→ **Actions to take**:
(a) Please answer these questions about the Short Circuit roundup, one line each, marked the same way:
(i) Who wrote the newsletter?
(ii) What petition did the D.C. Circuit find the FAA was too cavalier about dismissing?
(iii) What did the plaintiff in the First Circuit case spend on a sweater, and what was its comparison price?
(b) Write the next entries of the Short Circuit roundup, picking up after its last sentence.

→ **Extract**:
════════

The Volokh Conspiracy

Mostly law professors | Sometimes contrarian | Often libertarian | Always independent

Volokh Conspiracy

Short Circuit: A roundup of recent federal court decisions

|The Volokh Conspiracy |


(Here is the latest edition of the Institute for Justice's weekly Short Circuit newsletter, written by John Ross.)

Debate: Click here to watch Dana Berliner, IJ's litigation director, spar with the distinguished Elie Mystal over the use and abuse of eminent domain. (Maybe skip to 7:30.)

  • You can't carry a handgun in D.C. unless the police chief thinks you have a good reason, which is effectively a ban for the average citizen, says the D.C. Circuit. The law invades the core of the Second Amendment and is therefore struck down categorically. Dissent: No, no, the Supreme Court says the Second Amendment's core is just inside the home, so restrictions on gun-toting in the streets pass muster.
  • In which the D.C. Circuit takes on the "Case of the Incredible Shrinking Airline Seat" and finds the FAA was too cavalier about dismissing a petition to mandate minimum seat sizes.
  • Clothing retailer lists a purchase price on its merchandise paired with a much higher comparison price, so as to suggest a customer would have to pay more if buying elsewhere. Allegation: There is no elsewhere; the comparison price is made up. First Circuit: That would be very deceptive indeed, but plaintiff, who spent $50 on a sweater (comparison price: $218), hasn't been sufficiently injured to pursue suit.

════════

→ **Dataset**:
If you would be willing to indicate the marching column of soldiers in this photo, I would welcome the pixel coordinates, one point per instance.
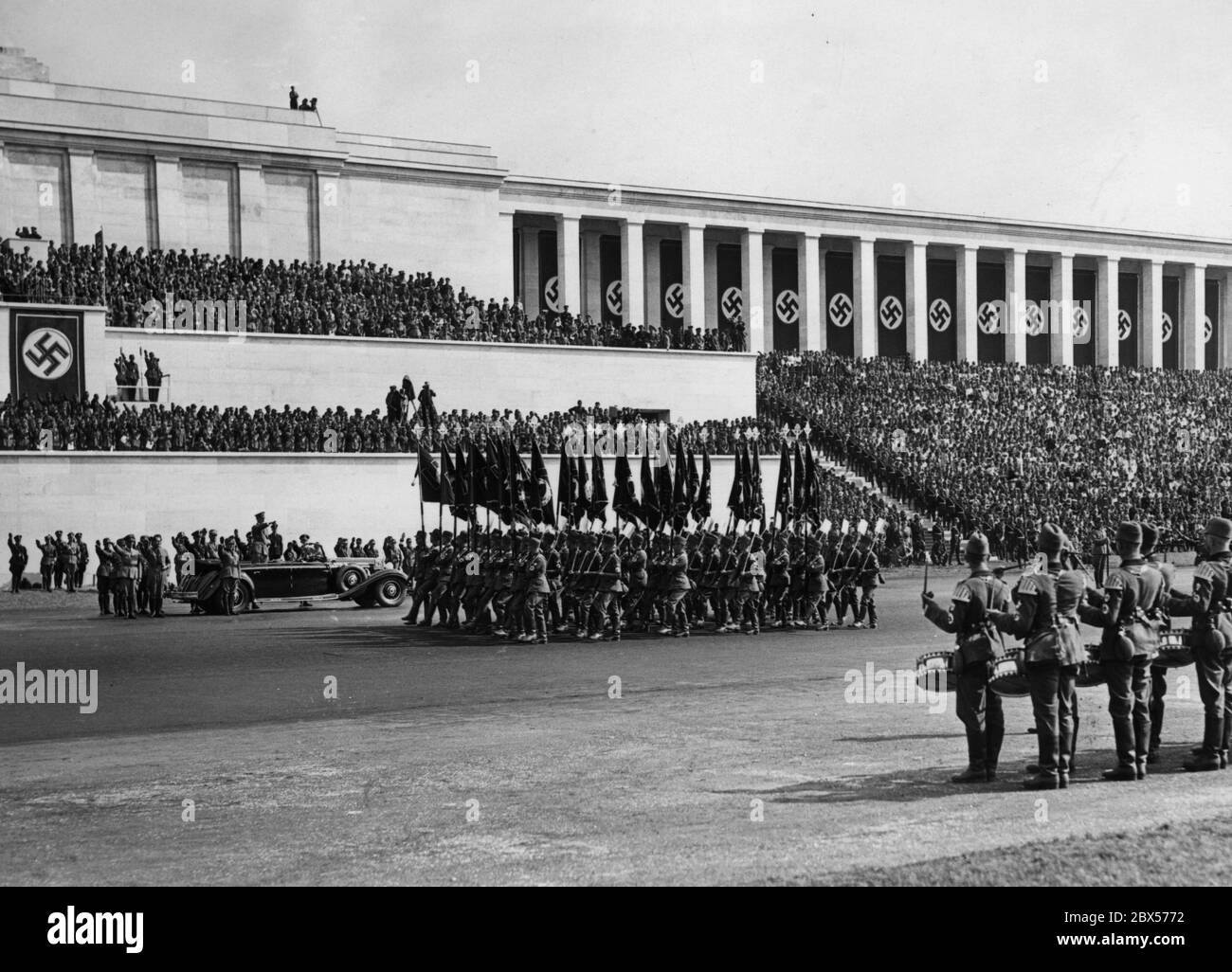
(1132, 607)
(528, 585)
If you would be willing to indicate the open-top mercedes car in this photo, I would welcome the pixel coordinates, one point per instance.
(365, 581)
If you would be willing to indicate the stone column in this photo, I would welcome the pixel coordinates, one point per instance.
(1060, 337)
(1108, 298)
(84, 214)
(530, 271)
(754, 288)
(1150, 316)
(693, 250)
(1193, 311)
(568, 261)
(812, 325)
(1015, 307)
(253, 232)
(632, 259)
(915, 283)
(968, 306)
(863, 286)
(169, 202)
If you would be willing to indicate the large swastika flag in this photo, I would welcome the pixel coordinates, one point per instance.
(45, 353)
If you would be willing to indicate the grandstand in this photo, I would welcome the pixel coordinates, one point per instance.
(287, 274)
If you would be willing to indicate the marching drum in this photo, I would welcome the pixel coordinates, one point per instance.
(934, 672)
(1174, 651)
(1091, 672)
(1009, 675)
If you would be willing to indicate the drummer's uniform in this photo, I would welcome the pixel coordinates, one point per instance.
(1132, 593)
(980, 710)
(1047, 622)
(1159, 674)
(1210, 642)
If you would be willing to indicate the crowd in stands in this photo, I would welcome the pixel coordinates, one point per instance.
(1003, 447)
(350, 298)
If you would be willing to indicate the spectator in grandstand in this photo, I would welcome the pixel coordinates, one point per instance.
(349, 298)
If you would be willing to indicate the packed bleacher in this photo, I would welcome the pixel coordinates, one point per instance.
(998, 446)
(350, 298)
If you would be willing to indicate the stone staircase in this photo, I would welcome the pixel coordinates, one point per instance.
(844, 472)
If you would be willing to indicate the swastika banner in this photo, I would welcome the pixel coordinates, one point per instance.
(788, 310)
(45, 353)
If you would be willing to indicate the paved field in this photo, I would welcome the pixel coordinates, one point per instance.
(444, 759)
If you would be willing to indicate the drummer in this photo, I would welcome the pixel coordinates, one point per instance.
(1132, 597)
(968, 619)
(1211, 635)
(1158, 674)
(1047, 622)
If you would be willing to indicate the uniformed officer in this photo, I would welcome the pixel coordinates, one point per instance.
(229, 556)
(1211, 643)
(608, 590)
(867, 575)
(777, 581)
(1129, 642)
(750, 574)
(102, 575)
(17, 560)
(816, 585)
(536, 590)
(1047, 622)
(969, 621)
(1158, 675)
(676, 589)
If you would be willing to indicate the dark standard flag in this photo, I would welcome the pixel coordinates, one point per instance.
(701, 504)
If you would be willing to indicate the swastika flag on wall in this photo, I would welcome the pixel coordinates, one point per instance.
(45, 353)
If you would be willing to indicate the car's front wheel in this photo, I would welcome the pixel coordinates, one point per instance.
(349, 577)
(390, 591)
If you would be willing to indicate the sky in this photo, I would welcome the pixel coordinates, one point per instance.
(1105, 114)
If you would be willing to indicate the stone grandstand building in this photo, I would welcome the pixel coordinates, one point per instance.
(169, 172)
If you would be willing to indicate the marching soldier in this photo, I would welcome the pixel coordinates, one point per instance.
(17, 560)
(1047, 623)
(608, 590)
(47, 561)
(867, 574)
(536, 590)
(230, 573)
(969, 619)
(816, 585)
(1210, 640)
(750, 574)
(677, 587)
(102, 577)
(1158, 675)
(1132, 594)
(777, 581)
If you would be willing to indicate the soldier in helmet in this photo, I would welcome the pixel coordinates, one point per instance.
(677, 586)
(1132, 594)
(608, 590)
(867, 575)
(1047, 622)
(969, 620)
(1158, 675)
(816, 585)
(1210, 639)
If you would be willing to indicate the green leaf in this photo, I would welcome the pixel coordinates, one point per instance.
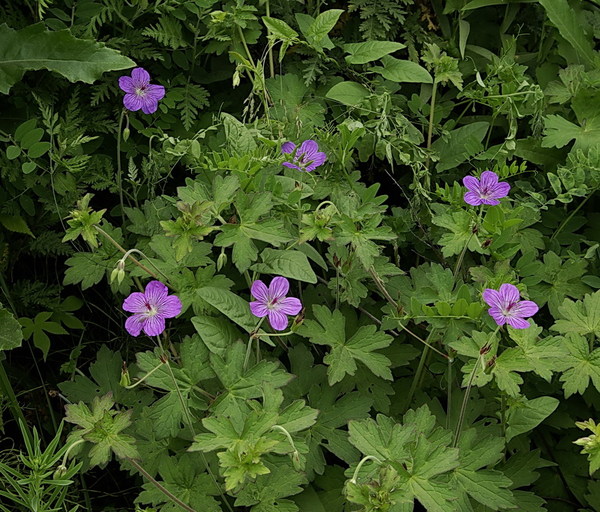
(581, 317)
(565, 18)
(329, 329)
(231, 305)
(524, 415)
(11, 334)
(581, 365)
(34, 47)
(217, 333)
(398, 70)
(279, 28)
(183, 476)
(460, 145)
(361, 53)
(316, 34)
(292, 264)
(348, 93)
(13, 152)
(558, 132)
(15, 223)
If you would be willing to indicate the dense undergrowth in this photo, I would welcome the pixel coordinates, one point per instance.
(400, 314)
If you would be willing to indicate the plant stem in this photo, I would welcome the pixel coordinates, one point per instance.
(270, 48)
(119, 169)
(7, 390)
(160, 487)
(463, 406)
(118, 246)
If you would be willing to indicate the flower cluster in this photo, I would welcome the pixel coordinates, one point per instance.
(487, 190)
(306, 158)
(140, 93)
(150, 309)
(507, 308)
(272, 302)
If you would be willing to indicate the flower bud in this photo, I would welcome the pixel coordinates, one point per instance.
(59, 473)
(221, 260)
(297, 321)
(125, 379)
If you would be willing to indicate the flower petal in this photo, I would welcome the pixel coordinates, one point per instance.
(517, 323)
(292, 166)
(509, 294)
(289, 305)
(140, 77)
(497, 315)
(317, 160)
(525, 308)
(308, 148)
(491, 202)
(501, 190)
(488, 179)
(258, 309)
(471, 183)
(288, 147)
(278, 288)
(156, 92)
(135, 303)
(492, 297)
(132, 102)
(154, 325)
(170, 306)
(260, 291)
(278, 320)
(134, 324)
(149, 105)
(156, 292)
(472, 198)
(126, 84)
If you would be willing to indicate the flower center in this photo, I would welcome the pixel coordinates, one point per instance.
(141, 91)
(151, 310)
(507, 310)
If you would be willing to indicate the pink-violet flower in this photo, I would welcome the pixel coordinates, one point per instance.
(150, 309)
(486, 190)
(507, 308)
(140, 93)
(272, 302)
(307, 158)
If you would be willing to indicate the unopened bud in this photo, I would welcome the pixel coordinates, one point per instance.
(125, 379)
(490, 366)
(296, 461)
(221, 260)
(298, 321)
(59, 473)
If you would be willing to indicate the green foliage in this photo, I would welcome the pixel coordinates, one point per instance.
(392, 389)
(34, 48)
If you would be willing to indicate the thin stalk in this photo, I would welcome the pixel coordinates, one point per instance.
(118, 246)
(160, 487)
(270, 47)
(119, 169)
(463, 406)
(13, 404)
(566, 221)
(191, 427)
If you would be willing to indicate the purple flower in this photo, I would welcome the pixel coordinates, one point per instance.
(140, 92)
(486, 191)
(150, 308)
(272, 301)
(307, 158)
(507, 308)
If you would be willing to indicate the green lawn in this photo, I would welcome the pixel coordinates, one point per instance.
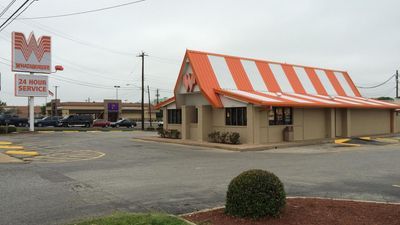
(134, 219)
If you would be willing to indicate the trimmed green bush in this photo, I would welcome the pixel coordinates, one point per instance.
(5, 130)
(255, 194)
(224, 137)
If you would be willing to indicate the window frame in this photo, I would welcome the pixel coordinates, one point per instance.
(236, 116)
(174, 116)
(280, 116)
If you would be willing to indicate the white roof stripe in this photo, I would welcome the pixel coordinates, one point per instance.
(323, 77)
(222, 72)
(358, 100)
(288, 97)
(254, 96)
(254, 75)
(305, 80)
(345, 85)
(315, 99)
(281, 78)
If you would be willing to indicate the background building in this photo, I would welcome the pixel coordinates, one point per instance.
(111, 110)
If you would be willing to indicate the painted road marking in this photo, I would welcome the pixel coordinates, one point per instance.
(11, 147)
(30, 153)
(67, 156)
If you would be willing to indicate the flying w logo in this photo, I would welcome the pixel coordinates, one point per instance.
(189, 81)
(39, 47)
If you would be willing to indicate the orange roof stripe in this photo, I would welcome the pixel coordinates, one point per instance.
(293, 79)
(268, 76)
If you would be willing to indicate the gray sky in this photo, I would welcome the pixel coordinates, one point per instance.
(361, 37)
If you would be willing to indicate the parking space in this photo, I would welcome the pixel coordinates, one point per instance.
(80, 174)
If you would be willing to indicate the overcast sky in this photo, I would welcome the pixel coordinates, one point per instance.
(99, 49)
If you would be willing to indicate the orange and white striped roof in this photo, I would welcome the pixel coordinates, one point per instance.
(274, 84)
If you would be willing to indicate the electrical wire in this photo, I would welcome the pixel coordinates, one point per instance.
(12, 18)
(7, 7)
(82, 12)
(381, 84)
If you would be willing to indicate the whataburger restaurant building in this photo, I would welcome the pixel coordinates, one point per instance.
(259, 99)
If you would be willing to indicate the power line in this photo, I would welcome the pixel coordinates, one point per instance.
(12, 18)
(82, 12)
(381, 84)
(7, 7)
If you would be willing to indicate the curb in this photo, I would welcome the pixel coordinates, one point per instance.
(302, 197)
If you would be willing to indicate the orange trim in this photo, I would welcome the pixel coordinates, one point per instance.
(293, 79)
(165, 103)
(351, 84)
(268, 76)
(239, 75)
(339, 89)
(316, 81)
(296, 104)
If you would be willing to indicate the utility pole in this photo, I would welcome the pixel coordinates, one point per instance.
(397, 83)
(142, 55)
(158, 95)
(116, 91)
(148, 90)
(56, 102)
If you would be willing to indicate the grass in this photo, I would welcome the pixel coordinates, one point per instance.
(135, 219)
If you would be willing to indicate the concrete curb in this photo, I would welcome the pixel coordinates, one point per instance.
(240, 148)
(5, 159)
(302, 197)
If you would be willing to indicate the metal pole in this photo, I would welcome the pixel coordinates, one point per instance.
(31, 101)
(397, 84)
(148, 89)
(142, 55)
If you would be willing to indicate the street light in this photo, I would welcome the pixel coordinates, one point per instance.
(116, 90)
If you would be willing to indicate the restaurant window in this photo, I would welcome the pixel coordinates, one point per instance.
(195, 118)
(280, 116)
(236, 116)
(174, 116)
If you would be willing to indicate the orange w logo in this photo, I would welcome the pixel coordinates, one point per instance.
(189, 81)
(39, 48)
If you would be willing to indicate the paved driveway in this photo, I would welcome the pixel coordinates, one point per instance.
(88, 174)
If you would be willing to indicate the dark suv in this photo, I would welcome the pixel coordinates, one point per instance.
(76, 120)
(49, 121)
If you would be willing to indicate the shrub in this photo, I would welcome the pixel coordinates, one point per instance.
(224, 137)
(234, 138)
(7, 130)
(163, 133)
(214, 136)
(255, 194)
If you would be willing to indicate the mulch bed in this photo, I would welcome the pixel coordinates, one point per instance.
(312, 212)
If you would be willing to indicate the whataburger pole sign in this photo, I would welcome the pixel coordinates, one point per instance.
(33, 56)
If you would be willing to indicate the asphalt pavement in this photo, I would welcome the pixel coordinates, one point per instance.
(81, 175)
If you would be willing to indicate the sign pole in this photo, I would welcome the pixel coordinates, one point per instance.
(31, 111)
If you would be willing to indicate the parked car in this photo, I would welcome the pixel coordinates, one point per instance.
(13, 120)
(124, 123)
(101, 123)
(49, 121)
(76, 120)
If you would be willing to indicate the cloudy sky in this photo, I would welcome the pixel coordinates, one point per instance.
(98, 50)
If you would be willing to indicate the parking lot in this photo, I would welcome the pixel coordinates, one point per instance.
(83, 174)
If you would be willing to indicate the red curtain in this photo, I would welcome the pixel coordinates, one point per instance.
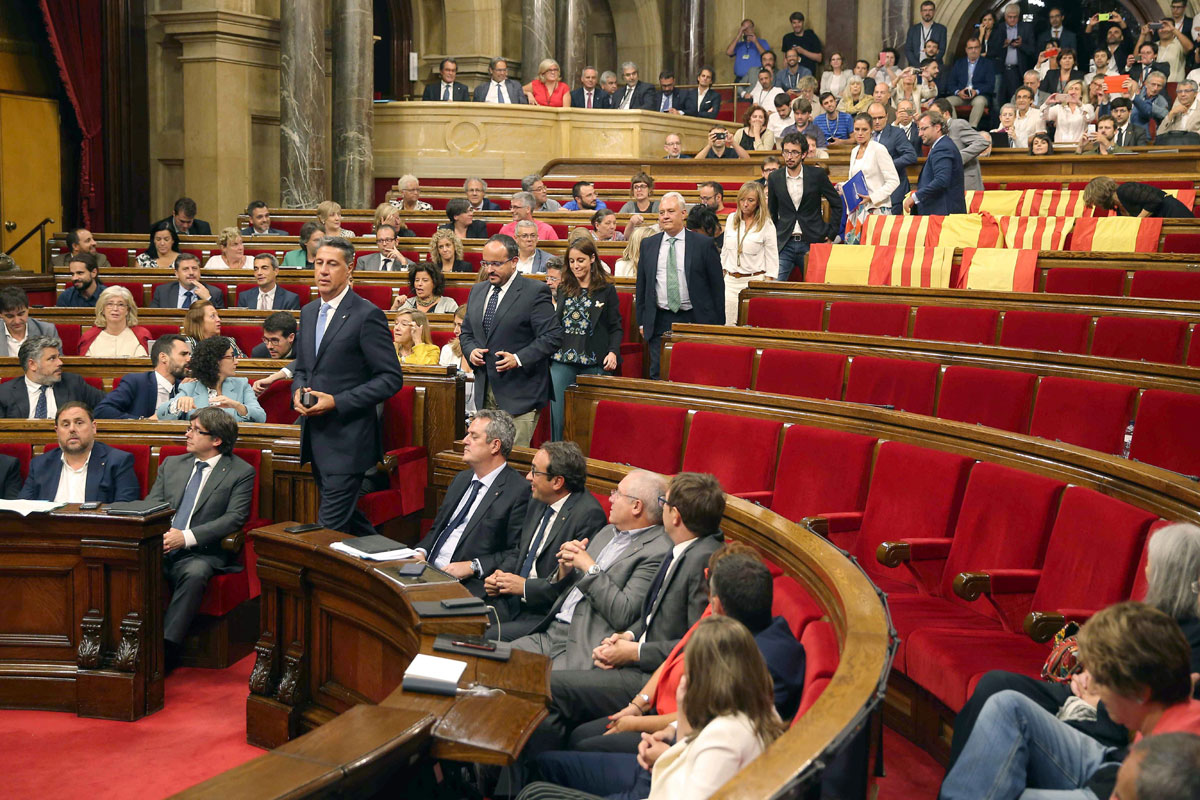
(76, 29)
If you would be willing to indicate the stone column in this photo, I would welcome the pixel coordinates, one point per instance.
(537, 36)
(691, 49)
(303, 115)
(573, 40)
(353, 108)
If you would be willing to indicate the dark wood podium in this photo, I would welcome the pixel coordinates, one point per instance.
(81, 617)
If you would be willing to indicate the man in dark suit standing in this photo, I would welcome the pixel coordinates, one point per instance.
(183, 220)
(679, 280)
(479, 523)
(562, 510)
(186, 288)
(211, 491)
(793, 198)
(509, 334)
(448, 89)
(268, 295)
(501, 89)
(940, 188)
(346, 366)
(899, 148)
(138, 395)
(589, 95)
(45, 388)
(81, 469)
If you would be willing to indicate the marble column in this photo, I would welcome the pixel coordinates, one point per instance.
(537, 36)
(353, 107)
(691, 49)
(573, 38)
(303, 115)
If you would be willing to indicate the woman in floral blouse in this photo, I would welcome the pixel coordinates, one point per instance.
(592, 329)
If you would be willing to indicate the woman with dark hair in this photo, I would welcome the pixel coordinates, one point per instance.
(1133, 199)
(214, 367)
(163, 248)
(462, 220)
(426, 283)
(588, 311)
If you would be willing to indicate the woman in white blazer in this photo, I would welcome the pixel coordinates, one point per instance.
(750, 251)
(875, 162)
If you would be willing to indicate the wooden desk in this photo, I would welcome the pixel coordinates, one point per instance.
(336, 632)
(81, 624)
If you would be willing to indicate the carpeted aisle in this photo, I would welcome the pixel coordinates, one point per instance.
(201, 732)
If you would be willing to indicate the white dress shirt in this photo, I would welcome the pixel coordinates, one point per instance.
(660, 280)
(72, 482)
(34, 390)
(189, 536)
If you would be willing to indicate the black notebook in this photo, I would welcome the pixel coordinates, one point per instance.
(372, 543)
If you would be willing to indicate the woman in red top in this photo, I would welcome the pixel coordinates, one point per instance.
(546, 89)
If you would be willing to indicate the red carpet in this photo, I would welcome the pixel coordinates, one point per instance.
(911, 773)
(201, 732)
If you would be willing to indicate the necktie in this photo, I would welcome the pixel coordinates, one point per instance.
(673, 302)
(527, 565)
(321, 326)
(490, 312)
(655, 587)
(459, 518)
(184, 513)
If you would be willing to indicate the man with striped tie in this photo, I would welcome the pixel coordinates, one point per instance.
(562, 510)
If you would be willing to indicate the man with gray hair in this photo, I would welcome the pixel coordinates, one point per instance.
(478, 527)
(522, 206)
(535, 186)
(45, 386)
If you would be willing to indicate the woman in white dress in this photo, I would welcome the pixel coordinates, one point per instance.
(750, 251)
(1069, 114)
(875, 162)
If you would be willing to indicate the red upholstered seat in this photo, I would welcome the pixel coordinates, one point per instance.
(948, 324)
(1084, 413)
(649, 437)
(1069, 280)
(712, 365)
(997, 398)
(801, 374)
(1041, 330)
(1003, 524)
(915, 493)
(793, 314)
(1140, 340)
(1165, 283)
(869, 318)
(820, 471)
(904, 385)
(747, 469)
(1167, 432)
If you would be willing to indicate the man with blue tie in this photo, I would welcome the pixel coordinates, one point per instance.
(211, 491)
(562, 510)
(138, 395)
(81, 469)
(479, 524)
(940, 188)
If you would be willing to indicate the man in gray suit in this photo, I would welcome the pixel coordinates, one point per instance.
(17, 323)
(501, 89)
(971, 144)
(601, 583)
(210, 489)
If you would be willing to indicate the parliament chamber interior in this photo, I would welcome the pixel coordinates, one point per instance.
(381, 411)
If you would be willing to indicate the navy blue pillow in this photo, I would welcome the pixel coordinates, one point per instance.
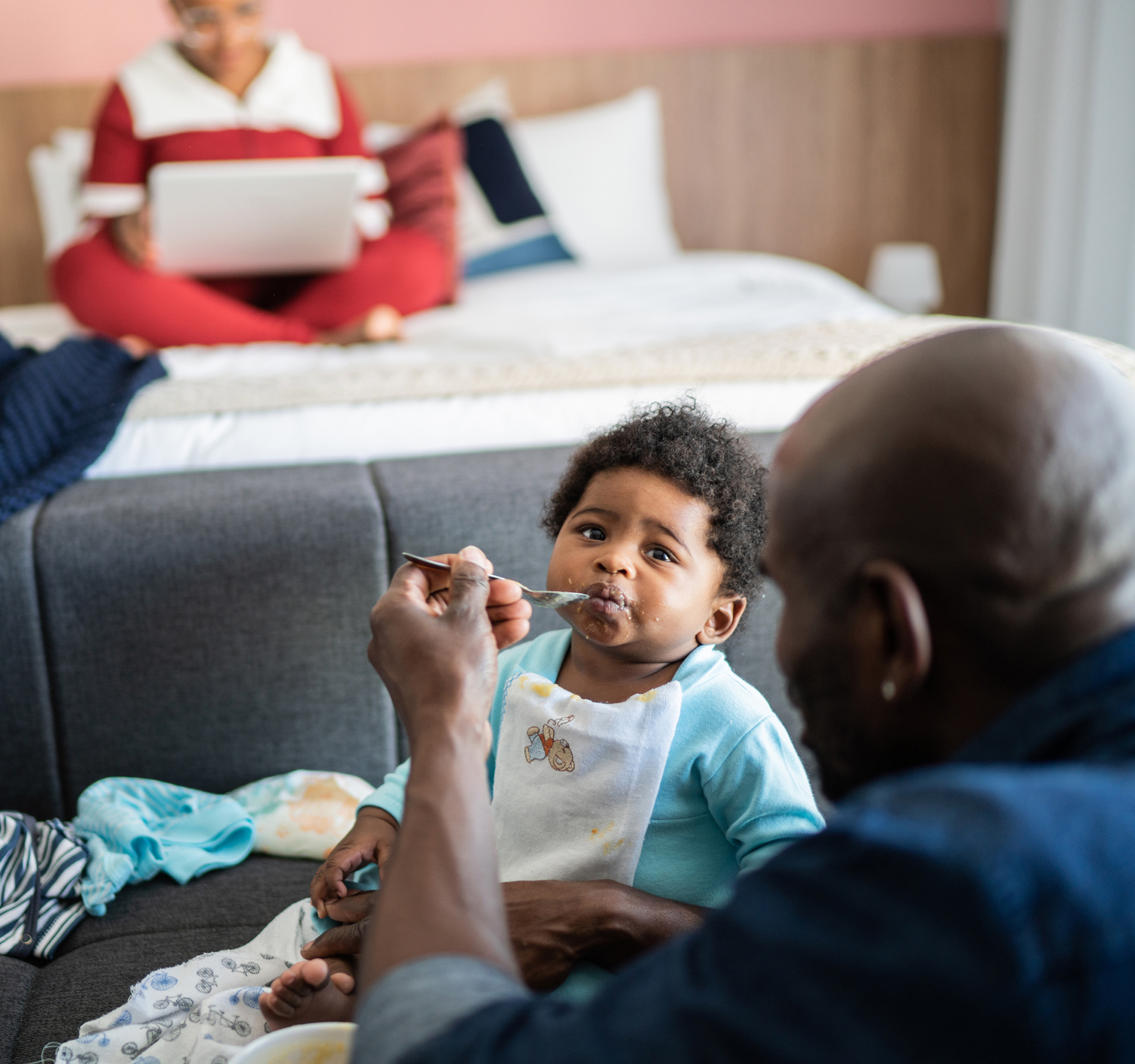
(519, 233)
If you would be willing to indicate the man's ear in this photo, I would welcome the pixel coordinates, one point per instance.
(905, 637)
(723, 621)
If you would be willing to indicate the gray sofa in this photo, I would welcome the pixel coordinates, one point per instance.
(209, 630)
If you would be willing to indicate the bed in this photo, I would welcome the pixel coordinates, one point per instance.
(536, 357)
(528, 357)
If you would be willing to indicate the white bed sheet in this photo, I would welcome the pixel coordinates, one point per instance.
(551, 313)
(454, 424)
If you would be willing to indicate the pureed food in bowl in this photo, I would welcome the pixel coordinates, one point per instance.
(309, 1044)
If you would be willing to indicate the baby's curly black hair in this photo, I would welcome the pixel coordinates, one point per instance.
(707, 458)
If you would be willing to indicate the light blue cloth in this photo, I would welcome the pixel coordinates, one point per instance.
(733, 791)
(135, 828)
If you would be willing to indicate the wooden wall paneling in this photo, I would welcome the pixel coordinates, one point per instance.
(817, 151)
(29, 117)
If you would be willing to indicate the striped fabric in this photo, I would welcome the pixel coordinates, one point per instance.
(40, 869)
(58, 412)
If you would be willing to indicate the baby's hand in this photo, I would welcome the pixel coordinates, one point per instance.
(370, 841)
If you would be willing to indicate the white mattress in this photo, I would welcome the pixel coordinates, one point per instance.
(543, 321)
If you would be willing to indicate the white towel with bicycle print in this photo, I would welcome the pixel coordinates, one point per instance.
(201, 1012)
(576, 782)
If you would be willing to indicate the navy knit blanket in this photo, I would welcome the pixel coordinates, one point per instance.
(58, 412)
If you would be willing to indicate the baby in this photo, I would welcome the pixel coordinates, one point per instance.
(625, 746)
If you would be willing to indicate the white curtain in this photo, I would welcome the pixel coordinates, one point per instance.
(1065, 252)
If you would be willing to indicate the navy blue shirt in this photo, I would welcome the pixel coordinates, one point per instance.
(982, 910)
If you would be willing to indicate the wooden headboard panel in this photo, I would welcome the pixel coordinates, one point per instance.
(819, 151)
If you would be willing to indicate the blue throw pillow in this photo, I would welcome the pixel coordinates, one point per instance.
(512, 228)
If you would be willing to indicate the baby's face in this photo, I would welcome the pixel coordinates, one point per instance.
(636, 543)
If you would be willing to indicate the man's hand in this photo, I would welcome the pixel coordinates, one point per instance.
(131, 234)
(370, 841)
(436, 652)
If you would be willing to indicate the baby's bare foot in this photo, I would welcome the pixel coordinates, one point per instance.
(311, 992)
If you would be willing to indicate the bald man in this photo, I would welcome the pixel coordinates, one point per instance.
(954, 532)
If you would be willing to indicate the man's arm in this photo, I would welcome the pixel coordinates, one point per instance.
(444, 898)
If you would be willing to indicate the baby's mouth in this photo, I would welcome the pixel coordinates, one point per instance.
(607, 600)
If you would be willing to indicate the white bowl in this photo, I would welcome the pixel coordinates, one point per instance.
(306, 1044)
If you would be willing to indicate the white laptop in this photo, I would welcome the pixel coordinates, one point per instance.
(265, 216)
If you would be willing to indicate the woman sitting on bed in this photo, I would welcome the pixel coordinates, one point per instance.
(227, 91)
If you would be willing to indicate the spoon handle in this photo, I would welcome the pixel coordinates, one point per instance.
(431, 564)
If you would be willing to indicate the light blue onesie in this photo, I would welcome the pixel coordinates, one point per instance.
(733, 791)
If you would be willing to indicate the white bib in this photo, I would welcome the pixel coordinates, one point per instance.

════════

→ **Answers for the exercise**:
(a)
(i) John Ross.
(ii) A petition to mandate minimum seat sizes.
(iii) $50, with a comparison price of $218.

(b)
  • NBC: Company's rifle targets, which reward good marksmanship by exploding, are pretty much bombs and should be regulated more stringently. Company: "Only girly-men want" that. Also, NBC's report was defamatory. Second Circuit: It was not.
  • Septuagenarian lawyer chats up Occupy Wall Street protestors during rush hour, is handcuffed and hauled away by NYPD. Can he sue? The police get qualified immunity, says the Second Circuit; video shows the cops were doing their jobs and the lawyer got belligerent.
  • Man spends 20 years in custody for crime actually committed by serial rapist. Can he sue the New Orleans officers who, he alleges, deliberately suppressed exculpatory evidence? Fifth Circuit (2016): Definitely the officer who led the investigation. Fifth Circuit (2017): As well as two other officers who participated. But a criminalist who falsely testified no semen was on the victim's underwear is entitled to qualified immunity.
  • After helping motorist push vehicle to gas station, Lubbock, Tex. officer learns the vehicle is stolen. The motorist takes off in the officer's vehicle, pulls along the officer. They crash. Video shows the two side by side in the street as a second officer arrives, kicks the motorist in the face, punches him, and hits him with a baton, breaking his ribs. Excessive force? Fifth Circuit: Qualified immunity.
  • NLRB: Company policy forbidding employees from "arguing or fighting" and "failing to treat others with respect" is an illegal restriction on union activity. Fifth Circuit: Yeah no. But the company may not bar employees from covertly recording audio or video in the workplace.
  • Faced with a budget crunch, officials temporarily replace retired Lincoln Park, Mich. public employees' health benefits with a monthly stipend to be used to purchase private health insurance. A violation of the Contracts Clause? Sixth Circuit (over a dissent): Section 1983 (a descendant of the 1871 Civil Rights Act) does not give rise to Contracts Clause claims.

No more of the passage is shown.